Reading passage.
▽

CLASS ACT: Pop diva Celine Dion wowed patrons at last year's festival.
“There are many spin-off benefits from the [Jamaica Jazz & Blues] Festival,” observes head honcho Walter Elmore of TurnKey Productions in a recent Gleaner interview. “You have ground transportation, airline, food, and the hospitality industry. The economic benefits are enormous. Everyone has to eat, they have to buy gas, and so on.” Annually, various parts of the economy benefit in different ways. Last year’s mega-successful staging, headlined by Celine Dion, attracted some 30,000 patrons over the three nights (including an estimated 10,000 overseas guests).
As for this year’s line-up, jam-packed with heavyweights like John Legend and Mary J. Blige, Elmore is anticipating that the big names will draw big nightly audiences. “We have been doing this stuff for 17 years, and we have tried to present a package with artistes that are good and who Jamaicans love,” he explains, “acts whose music appeal to a broad cross-section of society, both local and international.” The festival runs from this Thursday, Jan. 24 to Sat. Jan. 26.
Traffic congestion nightmare – again?
Each year, since the festival’s move to the Greenfield Stadium, just outside of Falmouth in Trelawny, the incredible traffic pileup has remained a huge concern. Following last year’s gigantic problems (which saw scores patrons stuck in lines leading to the venue for hours), Elmore indicated that a mandatory shuttle system would be considered for 2013, with the proposal that St. Ann’s Richmond Estate and the Dump-Up Beach in MoBay would be used as satellite parking sites from which patrons would be transported to the venue. But with that plan not coming to fruition, it turns out the nightmarish traffic management is set to remain in the hands of the police, who have their cut out for them. It remains to be seen if things will improve. We hope so.

△

Exercise directions. Decide whether each statement below agrees with the festival article, answering yes or no and quoting the words that settle it: (a) Last year's festival drew about 30,000 patrons across three nights. (b) A mandatory shuttle system from satellite parking sites is in place for 2013. (c) This year's festival starts on Thursday, Jan. 24 and ends on Saturday, Jan. 26.

Entries provided.
▽

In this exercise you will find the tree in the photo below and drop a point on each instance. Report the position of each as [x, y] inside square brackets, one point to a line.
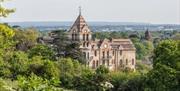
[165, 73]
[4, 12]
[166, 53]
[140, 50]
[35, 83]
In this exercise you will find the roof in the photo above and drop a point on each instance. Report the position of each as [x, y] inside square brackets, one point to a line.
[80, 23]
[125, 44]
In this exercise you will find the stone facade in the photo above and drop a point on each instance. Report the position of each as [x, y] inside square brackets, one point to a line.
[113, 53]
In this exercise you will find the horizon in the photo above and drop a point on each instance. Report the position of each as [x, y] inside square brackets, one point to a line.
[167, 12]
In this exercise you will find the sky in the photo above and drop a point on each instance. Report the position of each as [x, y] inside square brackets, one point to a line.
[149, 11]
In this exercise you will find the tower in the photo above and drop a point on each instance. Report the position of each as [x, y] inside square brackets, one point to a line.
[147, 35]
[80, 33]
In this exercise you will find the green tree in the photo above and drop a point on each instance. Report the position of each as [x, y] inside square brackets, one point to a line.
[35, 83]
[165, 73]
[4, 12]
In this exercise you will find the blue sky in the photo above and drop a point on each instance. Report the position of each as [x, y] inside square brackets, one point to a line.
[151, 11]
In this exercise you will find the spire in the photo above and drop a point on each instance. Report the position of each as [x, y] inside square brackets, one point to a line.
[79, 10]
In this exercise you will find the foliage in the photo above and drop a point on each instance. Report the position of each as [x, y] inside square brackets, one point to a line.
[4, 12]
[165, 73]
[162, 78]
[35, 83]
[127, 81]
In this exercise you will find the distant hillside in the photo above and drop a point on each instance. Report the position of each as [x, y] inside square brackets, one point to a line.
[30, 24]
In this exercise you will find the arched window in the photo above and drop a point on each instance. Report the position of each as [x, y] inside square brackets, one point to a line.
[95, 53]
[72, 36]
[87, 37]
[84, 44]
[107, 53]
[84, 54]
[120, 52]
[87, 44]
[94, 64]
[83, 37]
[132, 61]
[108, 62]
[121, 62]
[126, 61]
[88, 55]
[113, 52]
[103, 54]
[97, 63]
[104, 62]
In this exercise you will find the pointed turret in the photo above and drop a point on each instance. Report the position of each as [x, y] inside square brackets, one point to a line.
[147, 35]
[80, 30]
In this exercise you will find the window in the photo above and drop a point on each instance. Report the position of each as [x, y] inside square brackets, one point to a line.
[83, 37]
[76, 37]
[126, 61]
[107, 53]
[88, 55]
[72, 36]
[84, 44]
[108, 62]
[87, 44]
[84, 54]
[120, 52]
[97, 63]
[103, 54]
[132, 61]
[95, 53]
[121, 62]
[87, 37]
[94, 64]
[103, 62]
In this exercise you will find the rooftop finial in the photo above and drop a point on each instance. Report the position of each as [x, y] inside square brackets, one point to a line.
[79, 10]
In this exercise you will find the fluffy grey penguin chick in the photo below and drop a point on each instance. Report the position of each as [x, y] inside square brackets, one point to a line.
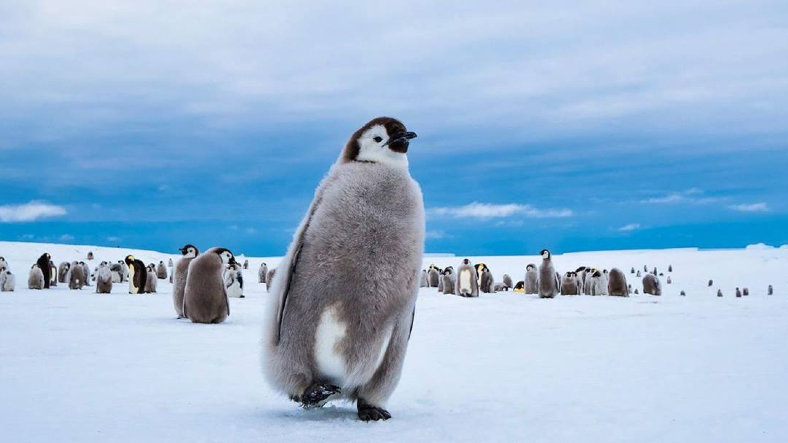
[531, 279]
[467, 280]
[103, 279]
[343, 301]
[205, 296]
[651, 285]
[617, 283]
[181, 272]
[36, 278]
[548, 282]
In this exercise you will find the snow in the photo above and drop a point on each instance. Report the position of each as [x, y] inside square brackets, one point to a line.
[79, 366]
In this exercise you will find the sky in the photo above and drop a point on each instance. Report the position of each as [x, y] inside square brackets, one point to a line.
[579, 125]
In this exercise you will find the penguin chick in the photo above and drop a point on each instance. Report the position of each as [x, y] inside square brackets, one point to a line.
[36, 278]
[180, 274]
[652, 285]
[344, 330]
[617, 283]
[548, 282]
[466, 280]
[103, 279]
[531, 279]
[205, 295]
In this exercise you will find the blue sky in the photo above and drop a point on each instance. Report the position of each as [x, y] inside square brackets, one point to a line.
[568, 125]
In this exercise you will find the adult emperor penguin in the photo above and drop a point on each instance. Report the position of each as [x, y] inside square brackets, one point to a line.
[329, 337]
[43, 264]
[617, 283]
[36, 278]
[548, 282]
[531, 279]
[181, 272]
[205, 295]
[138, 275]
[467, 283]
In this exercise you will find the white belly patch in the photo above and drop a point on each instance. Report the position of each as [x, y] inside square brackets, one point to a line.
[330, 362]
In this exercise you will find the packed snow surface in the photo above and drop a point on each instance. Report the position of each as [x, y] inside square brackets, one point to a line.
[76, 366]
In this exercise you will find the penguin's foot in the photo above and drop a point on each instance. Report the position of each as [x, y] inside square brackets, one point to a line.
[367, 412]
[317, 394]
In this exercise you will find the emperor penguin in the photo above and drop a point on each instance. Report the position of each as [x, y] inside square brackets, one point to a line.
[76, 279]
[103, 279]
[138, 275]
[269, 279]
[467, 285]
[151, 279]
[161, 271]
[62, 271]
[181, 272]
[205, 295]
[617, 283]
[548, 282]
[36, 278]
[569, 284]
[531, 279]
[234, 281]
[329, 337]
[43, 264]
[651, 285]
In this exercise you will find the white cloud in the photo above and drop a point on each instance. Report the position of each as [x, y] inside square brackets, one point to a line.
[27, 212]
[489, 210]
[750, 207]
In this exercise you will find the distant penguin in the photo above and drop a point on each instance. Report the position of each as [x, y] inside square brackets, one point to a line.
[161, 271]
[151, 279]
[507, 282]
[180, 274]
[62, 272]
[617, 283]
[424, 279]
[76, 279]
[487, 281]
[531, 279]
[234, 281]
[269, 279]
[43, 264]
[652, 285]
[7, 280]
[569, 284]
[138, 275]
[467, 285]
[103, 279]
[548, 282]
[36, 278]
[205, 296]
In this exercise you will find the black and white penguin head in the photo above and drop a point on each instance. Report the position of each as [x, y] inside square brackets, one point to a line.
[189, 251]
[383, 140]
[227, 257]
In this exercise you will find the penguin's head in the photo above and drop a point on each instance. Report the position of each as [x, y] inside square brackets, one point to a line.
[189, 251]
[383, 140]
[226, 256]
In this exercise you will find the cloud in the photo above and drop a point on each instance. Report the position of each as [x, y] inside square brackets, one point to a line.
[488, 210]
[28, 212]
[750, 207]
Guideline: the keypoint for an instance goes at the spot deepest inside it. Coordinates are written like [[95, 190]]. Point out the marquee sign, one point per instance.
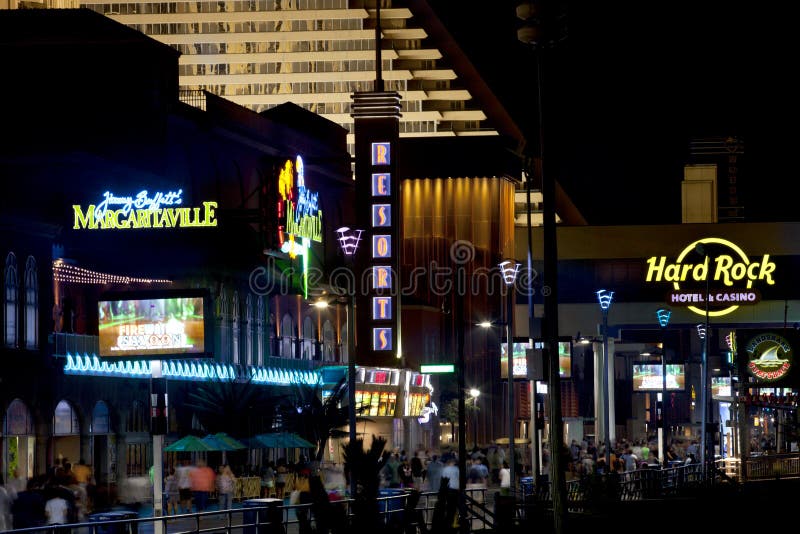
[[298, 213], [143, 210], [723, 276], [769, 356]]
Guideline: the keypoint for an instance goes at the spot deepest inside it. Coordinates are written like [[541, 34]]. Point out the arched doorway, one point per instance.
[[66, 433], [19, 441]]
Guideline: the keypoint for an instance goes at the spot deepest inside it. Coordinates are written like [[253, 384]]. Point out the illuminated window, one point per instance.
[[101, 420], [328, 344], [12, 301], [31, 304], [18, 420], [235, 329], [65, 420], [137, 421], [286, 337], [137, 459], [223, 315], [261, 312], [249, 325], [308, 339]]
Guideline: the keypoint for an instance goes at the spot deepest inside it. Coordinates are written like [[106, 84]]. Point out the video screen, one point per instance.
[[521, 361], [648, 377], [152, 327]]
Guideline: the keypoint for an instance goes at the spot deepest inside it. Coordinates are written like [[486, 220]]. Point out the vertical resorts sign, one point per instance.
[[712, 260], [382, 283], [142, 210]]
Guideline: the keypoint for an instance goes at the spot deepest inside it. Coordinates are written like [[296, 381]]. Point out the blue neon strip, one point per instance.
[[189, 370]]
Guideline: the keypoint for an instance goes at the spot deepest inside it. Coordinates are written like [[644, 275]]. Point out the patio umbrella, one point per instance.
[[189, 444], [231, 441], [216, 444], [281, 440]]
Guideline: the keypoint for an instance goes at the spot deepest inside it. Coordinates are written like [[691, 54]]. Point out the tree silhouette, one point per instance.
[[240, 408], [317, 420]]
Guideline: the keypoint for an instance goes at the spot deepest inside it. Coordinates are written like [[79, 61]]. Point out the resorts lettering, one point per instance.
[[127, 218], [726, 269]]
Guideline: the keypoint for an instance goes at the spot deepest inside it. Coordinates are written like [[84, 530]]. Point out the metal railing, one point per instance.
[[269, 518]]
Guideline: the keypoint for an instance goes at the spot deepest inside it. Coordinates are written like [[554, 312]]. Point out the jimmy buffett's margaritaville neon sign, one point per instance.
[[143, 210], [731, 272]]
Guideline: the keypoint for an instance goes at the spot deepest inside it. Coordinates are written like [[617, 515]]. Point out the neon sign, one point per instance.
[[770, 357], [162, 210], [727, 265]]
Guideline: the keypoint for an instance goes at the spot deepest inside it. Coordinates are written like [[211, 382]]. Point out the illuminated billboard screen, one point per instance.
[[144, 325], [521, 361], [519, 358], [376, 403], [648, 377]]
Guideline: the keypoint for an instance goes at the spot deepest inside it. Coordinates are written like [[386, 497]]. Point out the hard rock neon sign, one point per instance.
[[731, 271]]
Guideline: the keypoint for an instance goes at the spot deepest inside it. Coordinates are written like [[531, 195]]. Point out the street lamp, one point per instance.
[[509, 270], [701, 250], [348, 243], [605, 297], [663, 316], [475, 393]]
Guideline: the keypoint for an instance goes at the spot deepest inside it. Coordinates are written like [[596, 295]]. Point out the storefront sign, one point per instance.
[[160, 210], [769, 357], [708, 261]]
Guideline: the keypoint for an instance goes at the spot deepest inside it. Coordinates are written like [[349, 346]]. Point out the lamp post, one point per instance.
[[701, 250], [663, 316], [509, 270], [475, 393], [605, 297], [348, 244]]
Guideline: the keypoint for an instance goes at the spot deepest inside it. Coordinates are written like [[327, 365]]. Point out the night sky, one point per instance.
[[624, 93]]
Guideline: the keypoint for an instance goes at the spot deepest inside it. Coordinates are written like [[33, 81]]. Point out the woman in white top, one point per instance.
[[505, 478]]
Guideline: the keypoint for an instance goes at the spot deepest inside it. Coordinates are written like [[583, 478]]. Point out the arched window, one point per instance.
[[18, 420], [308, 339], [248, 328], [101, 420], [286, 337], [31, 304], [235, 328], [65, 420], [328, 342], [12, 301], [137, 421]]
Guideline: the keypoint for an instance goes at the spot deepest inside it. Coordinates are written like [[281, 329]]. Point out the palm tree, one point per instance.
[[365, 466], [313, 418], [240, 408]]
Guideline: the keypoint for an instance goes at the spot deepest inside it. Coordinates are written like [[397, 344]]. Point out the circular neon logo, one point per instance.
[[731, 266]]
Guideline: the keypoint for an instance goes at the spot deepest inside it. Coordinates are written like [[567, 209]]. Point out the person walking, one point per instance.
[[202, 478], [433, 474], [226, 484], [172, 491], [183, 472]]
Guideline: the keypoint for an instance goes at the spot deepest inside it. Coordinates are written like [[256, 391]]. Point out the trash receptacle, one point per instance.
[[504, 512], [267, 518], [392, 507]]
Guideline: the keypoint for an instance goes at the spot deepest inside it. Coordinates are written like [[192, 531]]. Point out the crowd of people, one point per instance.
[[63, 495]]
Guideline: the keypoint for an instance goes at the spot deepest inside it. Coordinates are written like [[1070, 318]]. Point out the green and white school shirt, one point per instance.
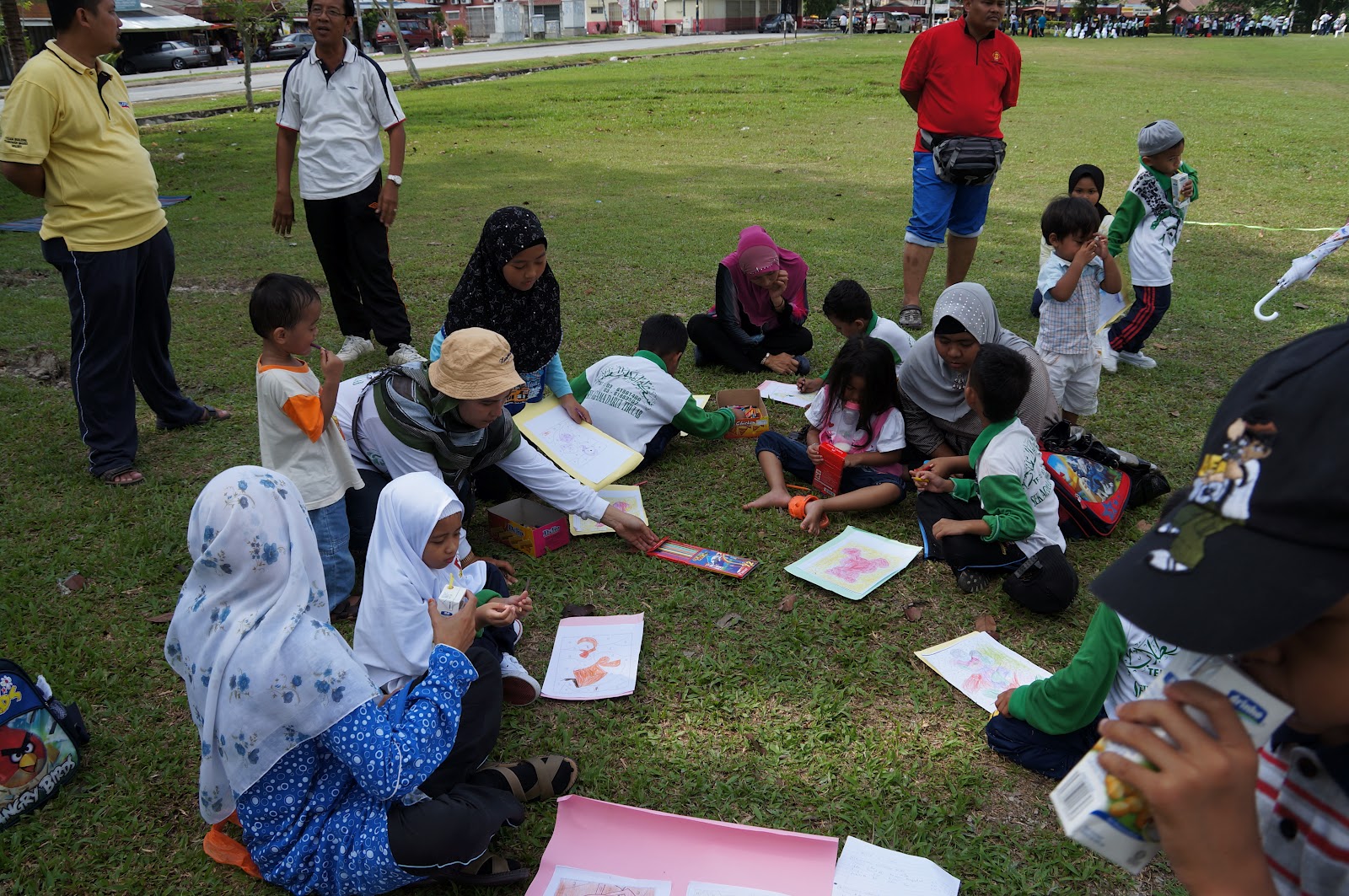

△

Exercise output.
(a) Yes: "attracted some 30,000 patrons over the three nights"
(b) No: "But with that plan not coming to fruition"
(c) Yes: "The festival runs from this Thursday, Jan. 24 to Sat. Jan. 26."